____ Texto de origem

Sanfonas obrigam a um pé de dança, e elas, as belas mulheres morenas da borda d’água, garridas e de farnel à cabeça no cesto merendeiro, caminham com os seus pares ou em ranchos familiares, até ao Santo-Menino S. Paio, com o pretexto de arranjar noivo de momento ou para sempre, mas para muitos é ocasião para grandes “carraspanas”! 

Ao outro dia, é o regresso, moídos e bebidos na noite de folia. A viagem torna-se penosa, pois o vento não ajuda e só o aproveitar da vazante impele os nossos dois amigos até S. Jacinto. Depois, velas desfraldadas seguem pelo canal da Gafanha, Canal da Cidade e, por fim, atracam nos “moirões” da “Veneza” de Portugal. 

O “A — 923 M” e o “A — 951 M” foram perdendo companheiros de viagem e, um dia, aí há meia dúzia de anos, quase no limite da sua existência, o que tinha “Cuidado com as curvas” embateu num bloco de cimento submerso e que tinha caído duma “bomba”, fez um rombo, foi ao fundo, apodreceu e agora só se vê a carcaça na maré-baixa, levando as lanchas rápidas a desviarem-se com desprezo.

________
____ Linhas guardadas

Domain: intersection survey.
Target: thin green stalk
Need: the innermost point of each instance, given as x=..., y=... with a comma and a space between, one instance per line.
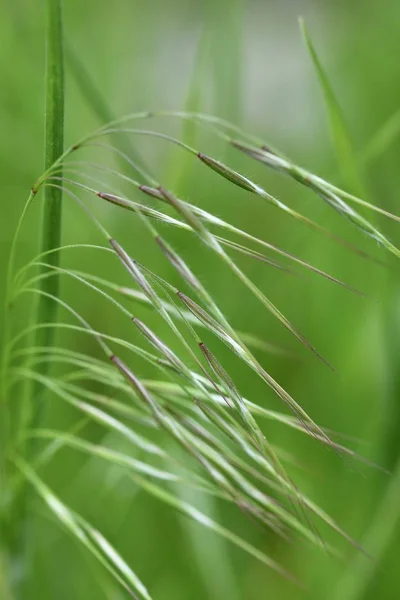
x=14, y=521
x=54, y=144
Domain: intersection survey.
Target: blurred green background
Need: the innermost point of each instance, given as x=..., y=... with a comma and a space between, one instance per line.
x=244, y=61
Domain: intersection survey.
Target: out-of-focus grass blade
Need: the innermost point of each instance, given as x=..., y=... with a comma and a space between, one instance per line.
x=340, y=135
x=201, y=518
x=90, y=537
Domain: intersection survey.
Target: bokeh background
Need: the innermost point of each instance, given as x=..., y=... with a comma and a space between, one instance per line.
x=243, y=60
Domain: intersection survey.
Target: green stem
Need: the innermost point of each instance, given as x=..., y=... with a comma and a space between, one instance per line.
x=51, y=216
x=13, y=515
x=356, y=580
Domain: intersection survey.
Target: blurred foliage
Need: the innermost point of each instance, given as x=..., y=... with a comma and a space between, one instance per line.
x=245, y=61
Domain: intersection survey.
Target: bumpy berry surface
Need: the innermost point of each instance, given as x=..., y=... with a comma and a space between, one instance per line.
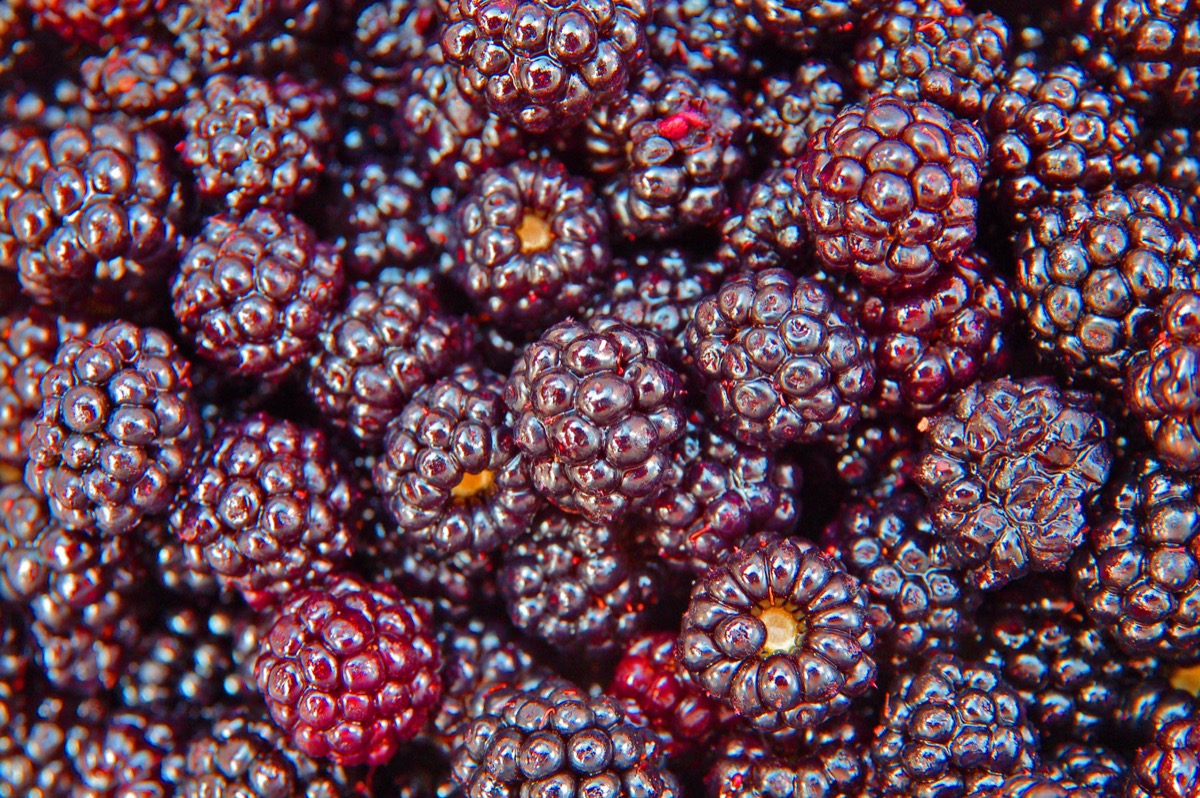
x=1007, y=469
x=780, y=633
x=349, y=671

________
____ Linhas guardadas

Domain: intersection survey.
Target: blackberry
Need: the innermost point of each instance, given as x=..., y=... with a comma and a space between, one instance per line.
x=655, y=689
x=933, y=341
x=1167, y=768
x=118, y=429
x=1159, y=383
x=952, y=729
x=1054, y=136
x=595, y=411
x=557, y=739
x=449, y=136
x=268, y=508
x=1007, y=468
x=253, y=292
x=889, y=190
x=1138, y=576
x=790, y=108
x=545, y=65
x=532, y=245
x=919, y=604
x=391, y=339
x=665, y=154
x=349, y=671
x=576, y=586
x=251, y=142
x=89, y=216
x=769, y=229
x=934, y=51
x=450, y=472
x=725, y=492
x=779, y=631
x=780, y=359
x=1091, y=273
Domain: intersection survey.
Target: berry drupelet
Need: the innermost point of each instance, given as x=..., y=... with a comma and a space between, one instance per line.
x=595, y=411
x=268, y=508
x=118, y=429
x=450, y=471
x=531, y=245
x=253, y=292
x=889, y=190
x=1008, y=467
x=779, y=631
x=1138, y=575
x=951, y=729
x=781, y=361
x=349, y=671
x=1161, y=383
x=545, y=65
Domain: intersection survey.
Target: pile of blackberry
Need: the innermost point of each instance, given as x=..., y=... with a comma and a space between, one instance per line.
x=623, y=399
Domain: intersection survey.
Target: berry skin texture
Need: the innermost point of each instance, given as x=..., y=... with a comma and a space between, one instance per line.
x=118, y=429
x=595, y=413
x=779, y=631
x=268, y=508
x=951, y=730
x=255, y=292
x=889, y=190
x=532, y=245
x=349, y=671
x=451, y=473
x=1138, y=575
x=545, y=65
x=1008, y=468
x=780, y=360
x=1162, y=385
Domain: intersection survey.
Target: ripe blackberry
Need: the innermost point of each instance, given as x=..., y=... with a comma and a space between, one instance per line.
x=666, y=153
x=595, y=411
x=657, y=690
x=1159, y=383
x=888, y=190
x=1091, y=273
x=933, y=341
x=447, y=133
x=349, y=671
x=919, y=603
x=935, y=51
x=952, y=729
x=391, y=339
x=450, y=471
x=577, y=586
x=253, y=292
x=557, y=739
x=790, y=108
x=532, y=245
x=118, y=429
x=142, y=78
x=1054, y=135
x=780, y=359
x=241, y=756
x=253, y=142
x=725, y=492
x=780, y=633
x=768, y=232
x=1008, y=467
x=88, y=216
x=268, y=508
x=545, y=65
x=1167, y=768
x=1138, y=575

________

→ **Instruções**
a) No texto sobre a viagem à romaria de S. Paio, contra o que embateu o barco que tinha "Cuidado com as curvas"?
b) Retome o texto sobre a viagem à romaria de S. Paio a partir do ponto em que termina.

→ **Respostas**
a) Embateu num bloco de cimento submerso que tinha caído duma "bomba".

b)
O outro sobreviveu, o viúvo “Não tenhas receio” encalhou varado por falta de braços. Os camarários compraram-no, vestiram-lhe novas roupagens, e atracaram-no bem amarrado às estacas que não são de cá, e o pobre vaidoso deixa-se fotografar por forasteiros que comentam “que lindo é, deve ser único no mundo”. Só se chateia quando, em vez de moliço, o carregam cheio de “japoneses” guarnecidos de objectivas. Mas o pior é atracarem-lhe uma maquineta que o faz andar a grande velocidade sem vento e contra a maré!...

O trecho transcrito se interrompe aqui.